## WHAT YOU HAVE TO DO
Quote all entries in full, exactly.

TASK INPUTS Start Marker

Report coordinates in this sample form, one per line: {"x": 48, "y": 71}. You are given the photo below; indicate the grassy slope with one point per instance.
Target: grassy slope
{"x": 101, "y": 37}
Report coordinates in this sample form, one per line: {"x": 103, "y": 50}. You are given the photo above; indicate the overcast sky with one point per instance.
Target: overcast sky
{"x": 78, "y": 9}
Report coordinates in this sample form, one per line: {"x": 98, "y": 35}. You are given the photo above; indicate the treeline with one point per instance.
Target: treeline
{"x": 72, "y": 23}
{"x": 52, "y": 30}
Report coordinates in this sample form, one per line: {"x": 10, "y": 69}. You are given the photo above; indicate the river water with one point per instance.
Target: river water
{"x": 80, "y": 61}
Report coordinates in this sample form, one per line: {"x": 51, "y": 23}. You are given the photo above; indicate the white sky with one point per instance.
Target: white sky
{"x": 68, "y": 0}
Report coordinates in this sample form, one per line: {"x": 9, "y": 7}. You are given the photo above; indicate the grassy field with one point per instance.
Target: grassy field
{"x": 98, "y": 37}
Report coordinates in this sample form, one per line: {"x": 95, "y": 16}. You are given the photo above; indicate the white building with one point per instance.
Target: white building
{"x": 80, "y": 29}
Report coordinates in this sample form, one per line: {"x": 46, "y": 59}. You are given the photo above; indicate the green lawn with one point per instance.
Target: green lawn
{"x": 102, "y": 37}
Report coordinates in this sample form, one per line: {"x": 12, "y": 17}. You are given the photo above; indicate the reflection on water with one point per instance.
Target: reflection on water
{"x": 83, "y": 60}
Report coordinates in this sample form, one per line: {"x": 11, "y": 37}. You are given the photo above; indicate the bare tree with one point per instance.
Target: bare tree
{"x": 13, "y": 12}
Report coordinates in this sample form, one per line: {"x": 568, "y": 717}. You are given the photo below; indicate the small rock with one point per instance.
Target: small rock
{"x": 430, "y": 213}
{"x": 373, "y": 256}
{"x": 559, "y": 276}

TASK INPUTS End Marker

## SOLVED EXERCISE
Report coordinates in this sample form, one per line: {"x": 48, "y": 71}. You are given the photo below; indicate the grassy slope with one point per instance.
Target: grassy slope
{"x": 101, "y": 37}
Report coordinates in this sample form, one per line: {"x": 103, "y": 50}. You are given the photo above; indicate the overcast sky with one point per instance.
Target: overcast sky
{"x": 78, "y": 9}
Report coordinates in this sample form, one per line: {"x": 98, "y": 35}. You are given the photo above; indicate the treeline with one point per instance.
Target: treeline
{"x": 72, "y": 23}
{"x": 52, "y": 30}
Report coordinates in this sample form, one per line: {"x": 10, "y": 69}. You are given the photo above; indicate the river water with one point per instance.
Target: river water
{"x": 80, "y": 61}
Report coordinates in this sample form, one per line: {"x": 51, "y": 23}. You are given the photo above; indicate the white sky with one point per instance.
Target: white sky
{"x": 68, "y": 0}
Report coordinates in this sample form, one per line: {"x": 9, "y": 7}. You are given the photo above; indicate the grassy field with one point per instance.
Target: grassy field
{"x": 98, "y": 37}
Report coordinates in this sample form, one per line: {"x": 95, "y": 16}. You are given the photo above; indicate the white building with one point per instance.
Target: white building
{"x": 80, "y": 29}
Report coordinates in this sample form, one per line: {"x": 46, "y": 59}. You are given the photo above; indicate the green lawn with one point per instance.
Target: green lawn
{"x": 102, "y": 37}
Report coordinates in this sample form, one per line: {"x": 12, "y": 17}. You are given the photo above; indicate the reflection on water with one point per instance.
Target: reflection on water
{"x": 83, "y": 60}
Report coordinates in this sample form, one per line: {"x": 11, "y": 37}. You are given the photo above; indicate the bare tree with one point per instance.
Target: bare tree
{"x": 13, "y": 12}
Report coordinates in this sample form, one per line: {"x": 568, "y": 717}. You are given the photo below; indicate the small rock with one point per instance.
Target: small rock
{"x": 430, "y": 213}
{"x": 373, "y": 256}
{"x": 559, "y": 276}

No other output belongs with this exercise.